Dataset excerpt
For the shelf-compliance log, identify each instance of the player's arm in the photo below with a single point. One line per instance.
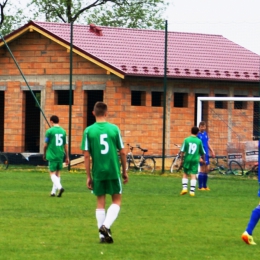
(87, 167)
(44, 151)
(67, 159)
(202, 153)
(211, 150)
(122, 154)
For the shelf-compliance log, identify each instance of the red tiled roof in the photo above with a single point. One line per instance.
(138, 52)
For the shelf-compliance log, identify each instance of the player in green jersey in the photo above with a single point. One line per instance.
(102, 141)
(191, 151)
(55, 148)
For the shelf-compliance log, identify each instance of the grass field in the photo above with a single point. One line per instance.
(155, 222)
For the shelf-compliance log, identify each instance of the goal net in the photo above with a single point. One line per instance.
(233, 126)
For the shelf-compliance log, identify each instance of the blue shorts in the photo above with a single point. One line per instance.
(206, 160)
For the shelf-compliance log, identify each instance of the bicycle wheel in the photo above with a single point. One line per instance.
(4, 163)
(236, 168)
(148, 165)
(175, 164)
(253, 172)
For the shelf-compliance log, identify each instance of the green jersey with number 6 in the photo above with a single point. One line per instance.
(55, 137)
(103, 140)
(193, 149)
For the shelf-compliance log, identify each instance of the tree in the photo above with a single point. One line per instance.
(2, 7)
(127, 13)
(144, 14)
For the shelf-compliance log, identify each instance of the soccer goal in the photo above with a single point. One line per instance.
(233, 125)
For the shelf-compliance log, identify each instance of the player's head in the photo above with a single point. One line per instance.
(100, 109)
(202, 126)
(54, 119)
(194, 130)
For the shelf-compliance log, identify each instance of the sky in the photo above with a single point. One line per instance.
(236, 20)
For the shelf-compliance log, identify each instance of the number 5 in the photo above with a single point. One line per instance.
(105, 143)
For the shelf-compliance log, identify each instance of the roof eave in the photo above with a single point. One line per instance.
(31, 26)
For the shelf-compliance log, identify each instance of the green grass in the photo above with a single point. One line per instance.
(155, 222)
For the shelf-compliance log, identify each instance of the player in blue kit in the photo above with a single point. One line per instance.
(204, 168)
(247, 235)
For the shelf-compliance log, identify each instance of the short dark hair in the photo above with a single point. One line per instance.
(100, 108)
(202, 123)
(195, 130)
(54, 119)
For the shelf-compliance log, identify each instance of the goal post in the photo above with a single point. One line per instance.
(233, 124)
(200, 99)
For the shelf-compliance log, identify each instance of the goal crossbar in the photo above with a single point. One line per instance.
(201, 99)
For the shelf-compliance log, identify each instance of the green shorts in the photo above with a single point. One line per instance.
(110, 187)
(192, 169)
(55, 166)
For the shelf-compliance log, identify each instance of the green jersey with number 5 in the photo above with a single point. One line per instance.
(193, 149)
(103, 141)
(55, 137)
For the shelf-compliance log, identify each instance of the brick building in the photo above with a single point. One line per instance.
(125, 69)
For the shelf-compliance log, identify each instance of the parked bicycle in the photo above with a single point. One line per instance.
(4, 163)
(142, 162)
(234, 167)
(176, 162)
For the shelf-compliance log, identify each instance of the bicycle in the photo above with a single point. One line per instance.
(253, 172)
(141, 163)
(4, 162)
(176, 162)
(234, 167)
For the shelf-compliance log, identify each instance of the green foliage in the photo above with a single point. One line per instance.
(144, 14)
(155, 222)
(12, 17)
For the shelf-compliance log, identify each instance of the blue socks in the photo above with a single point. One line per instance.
(205, 180)
(202, 179)
(253, 220)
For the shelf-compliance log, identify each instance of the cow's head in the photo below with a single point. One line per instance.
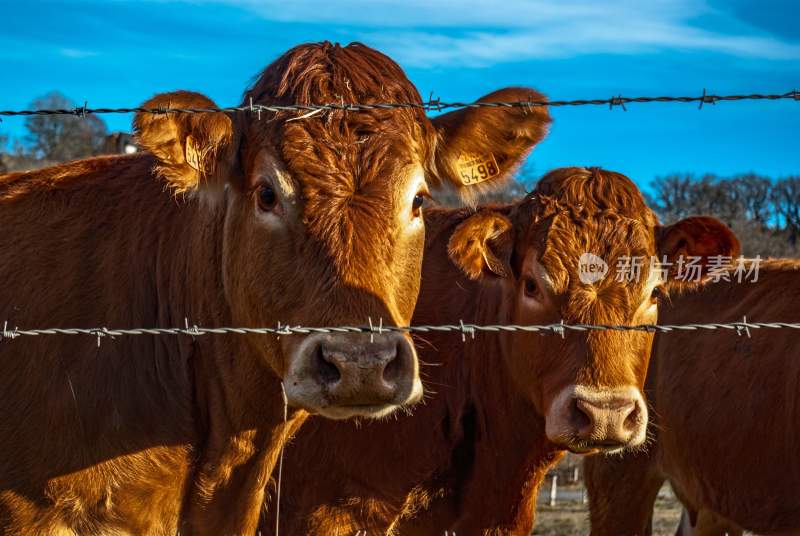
(320, 212)
(563, 254)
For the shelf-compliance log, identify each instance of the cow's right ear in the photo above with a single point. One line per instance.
(478, 149)
(190, 147)
(703, 239)
(482, 245)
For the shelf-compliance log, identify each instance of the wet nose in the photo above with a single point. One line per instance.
(362, 375)
(343, 375)
(583, 418)
(609, 423)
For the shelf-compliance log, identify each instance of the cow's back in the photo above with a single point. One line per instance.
(82, 245)
(729, 406)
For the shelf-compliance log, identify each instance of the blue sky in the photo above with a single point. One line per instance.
(118, 53)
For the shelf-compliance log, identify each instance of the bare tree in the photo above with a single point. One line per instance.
(786, 202)
(56, 138)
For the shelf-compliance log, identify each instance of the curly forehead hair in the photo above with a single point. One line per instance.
(325, 73)
(342, 162)
(588, 192)
(576, 210)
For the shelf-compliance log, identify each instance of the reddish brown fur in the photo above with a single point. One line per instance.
(473, 456)
(147, 435)
(728, 409)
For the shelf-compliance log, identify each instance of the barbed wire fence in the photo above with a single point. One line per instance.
(740, 327)
(430, 105)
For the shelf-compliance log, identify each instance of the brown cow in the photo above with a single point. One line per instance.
(314, 221)
(505, 406)
(728, 425)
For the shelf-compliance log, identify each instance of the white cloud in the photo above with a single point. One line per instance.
(77, 53)
(479, 32)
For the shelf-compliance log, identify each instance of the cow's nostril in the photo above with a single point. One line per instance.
(632, 419)
(327, 370)
(393, 368)
(581, 418)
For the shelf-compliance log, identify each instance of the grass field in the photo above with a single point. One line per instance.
(570, 517)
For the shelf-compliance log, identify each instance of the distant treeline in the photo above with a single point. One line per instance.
(763, 212)
(50, 139)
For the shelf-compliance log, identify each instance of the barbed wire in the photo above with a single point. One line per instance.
(430, 105)
(743, 326)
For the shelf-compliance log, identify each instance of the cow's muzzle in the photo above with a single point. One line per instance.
(584, 419)
(348, 375)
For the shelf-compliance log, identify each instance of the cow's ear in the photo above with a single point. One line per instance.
(480, 148)
(482, 245)
(190, 147)
(706, 242)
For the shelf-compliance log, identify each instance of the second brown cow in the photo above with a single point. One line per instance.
(504, 406)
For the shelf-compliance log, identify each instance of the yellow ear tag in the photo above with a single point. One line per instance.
(192, 153)
(474, 169)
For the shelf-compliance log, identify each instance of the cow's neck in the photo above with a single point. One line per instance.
(238, 406)
(510, 453)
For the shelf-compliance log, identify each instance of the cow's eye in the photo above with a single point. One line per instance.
(531, 288)
(657, 295)
(416, 205)
(267, 198)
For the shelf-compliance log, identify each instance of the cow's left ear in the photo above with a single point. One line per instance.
(480, 148)
(699, 237)
(482, 245)
(190, 147)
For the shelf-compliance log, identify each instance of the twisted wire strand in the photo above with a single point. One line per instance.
(431, 105)
(463, 328)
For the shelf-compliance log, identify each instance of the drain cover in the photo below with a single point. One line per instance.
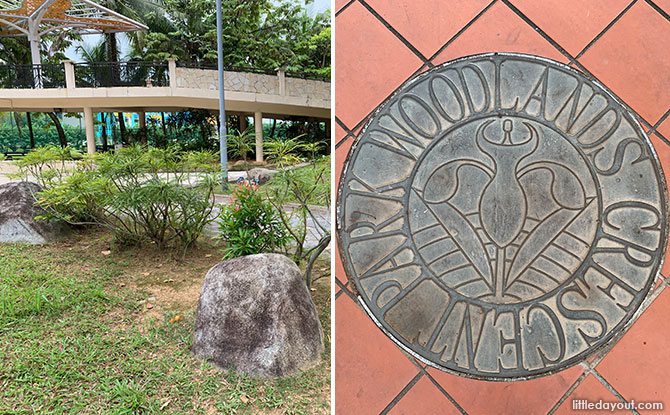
(502, 216)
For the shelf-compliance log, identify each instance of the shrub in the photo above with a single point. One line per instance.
(250, 225)
(304, 187)
(142, 195)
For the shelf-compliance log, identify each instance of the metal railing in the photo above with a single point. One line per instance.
(113, 74)
(131, 73)
(212, 66)
(310, 76)
(46, 75)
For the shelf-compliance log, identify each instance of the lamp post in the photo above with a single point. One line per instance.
(223, 147)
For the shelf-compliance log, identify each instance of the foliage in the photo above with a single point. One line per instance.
(250, 225)
(74, 340)
(47, 165)
(283, 152)
(241, 143)
(142, 195)
(44, 132)
(260, 33)
(293, 185)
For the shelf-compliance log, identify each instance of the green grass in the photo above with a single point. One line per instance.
(72, 342)
(306, 175)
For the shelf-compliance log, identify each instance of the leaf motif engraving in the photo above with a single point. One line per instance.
(465, 237)
(537, 242)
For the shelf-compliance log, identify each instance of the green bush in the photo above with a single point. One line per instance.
(142, 195)
(250, 225)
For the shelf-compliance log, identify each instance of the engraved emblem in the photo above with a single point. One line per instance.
(502, 216)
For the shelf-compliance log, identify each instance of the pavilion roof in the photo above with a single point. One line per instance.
(85, 16)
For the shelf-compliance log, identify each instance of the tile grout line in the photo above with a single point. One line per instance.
(536, 28)
(344, 289)
(658, 9)
(599, 35)
(343, 8)
(402, 393)
(367, 117)
(341, 123)
(568, 392)
(643, 307)
(463, 29)
(427, 62)
(444, 392)
(658, 123)
(397, 34)
(571, 58)
(611, 388)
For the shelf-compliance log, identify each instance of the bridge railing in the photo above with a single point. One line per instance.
(47, 75)
(117, 74)
(111, 74)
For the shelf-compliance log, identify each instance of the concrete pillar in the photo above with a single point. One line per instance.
(143, 126)
(281, 77)
(90, 131)
(70, 82)
(243, 123)
(258, 124)
(172, 71)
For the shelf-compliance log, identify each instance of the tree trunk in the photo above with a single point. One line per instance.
(30, 130)
(103, 118)
(59, 128)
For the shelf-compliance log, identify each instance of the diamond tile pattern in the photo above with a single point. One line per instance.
(376, 41)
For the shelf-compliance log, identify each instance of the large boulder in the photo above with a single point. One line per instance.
(17, 216)
(260, 174)
(256, 317)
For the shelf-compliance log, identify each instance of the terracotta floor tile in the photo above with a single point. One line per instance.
(339, 4)
(369, 370)
(424, 398)
(530, 397)
(638, 366)
(631, 59)
(428, 24)
(663, 151)
(371, 63)
(571, 23)
(499, 30)
(664, 128)
(591, 390)
(663, 4)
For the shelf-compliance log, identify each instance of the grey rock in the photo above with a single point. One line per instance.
(17, 216)
(256, 317)
(263, 175)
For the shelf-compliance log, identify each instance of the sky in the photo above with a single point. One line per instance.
(316, 6)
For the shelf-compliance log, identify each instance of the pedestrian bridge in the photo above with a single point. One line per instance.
(161, 86)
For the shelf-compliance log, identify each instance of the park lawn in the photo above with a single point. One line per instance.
(82, 332)
(307, 174)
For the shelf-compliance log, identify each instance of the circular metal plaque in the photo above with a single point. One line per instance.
(502, 216)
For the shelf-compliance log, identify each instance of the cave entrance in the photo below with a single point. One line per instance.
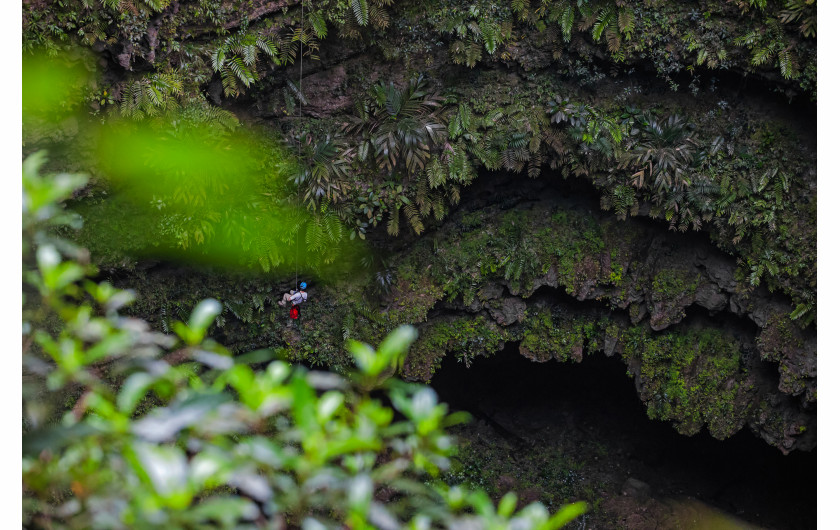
(590, 414)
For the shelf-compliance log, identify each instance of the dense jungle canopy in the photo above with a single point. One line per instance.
(561, 178)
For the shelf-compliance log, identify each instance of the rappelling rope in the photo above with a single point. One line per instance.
(300, 139)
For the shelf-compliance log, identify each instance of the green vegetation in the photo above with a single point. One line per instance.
(232, 143)
(118, 432)
(690, 378)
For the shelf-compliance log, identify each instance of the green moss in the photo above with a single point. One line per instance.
(690, 377)
(548, 335)
(466, 337)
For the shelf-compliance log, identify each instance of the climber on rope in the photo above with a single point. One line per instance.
(296, 297)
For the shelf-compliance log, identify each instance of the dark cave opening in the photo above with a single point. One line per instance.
(742, 475)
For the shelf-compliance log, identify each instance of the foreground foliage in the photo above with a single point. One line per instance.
(118, 433)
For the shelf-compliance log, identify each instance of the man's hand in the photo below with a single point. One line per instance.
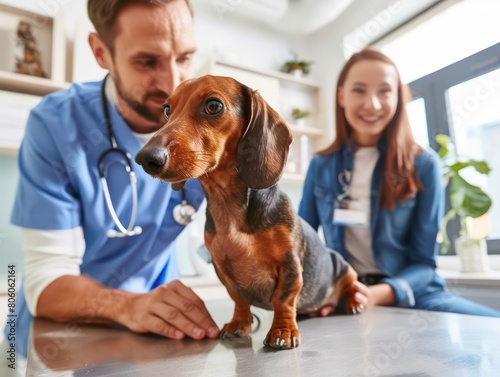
(380, 294)
(172, 310)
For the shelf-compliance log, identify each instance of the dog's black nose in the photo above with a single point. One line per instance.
(152, 159)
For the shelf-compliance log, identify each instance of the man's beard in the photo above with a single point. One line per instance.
(139, 107)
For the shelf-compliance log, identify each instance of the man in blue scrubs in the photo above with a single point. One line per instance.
(73, 270)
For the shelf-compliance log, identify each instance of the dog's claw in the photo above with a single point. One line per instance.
(357, 309)
(266, 341)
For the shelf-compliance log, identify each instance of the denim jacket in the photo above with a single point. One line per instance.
(403, 240)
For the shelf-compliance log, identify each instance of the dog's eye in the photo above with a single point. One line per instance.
(213, 106)
(166, 111)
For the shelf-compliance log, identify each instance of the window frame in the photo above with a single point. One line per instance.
(432, 89)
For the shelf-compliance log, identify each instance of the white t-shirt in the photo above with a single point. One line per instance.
(358, 238)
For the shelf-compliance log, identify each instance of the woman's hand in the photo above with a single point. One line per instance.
(380, 294)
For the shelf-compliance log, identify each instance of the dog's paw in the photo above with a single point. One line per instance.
(282, 338)
(235, 329)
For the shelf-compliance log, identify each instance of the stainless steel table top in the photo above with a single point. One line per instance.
(379, 342)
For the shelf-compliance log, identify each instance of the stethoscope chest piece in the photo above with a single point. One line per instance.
(184, 213)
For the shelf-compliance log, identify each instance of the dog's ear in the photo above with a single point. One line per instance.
(263, 148)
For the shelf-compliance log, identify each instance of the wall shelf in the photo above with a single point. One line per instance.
(16, 82)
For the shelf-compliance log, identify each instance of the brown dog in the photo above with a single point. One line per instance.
(223, 133)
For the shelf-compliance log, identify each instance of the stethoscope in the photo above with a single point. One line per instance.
(183, 213)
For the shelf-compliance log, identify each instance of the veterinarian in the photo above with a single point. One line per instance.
(99, 233)
(378, 195)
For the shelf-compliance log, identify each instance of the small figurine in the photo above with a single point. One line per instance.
(30, 63)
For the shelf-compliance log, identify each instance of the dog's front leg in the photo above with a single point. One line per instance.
(241, 324)
(284, 332)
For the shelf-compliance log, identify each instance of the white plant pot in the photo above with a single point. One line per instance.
(473, 255)
(297, 73)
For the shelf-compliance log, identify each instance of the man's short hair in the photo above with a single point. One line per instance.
(103, 14)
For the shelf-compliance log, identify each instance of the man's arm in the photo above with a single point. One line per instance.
(172, 310)
(55, 289)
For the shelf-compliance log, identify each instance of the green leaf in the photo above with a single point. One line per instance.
(467, 199)
(480, 166)
(443, 141)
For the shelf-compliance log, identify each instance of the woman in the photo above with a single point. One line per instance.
(378, 195)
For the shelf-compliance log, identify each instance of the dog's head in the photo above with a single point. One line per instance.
(218, 124)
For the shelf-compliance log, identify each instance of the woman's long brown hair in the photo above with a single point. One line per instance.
(399, 178)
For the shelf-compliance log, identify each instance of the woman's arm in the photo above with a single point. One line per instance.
(422, 245)
(307, 207)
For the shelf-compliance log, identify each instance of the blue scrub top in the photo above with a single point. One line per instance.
(60, 188)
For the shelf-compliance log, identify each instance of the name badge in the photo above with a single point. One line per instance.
(349, 213)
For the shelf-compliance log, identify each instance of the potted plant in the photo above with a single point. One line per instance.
(299, 115)
(296, 66)
(467, 202)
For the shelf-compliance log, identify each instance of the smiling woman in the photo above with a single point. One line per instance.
(385, 194)
(456, 91)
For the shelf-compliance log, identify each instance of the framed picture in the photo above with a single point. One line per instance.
(32, 44)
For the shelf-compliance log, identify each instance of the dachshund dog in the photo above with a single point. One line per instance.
(224, 133)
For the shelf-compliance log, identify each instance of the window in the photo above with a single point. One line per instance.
(450, 58)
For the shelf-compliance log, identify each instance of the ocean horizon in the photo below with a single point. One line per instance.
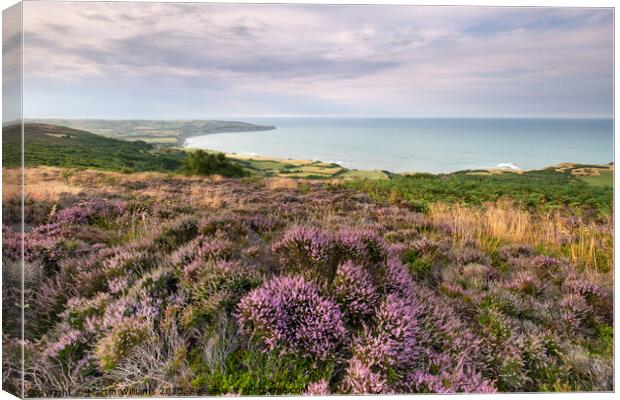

• SET TASK:
Copy the material word for word, from the line containing "of the potted" through the end of the material. Leave out the pictures.

• WORKED SOLUTION:
For the shelf-compliance log, identify each instance of the potted plant in the photo above with a single point. One line per instance.
(299, 115)
(296, 66)
(467, 202)
For the shelf-compliance log, identify each instance of the smiling woman in the photo above with a single point. One line per instance.
(385, 194)
(456, 91)
For the shelf-compliance log, identify each instance of the framed picture in the photo above with a single point. One line per instance.
(32, 44)
For the shelf-compliance log, identify each instance of the dachshund dog in the photo above with a single point. One line per instance.
(224, 133)
For the shelf-compliance log, identify each instance of the window in the photo above with a single point. One line per instance.
(450, 58)
For the shelf-compliance log, identify each instance of the ocean horizon in the photo below with a single point. One line per instance.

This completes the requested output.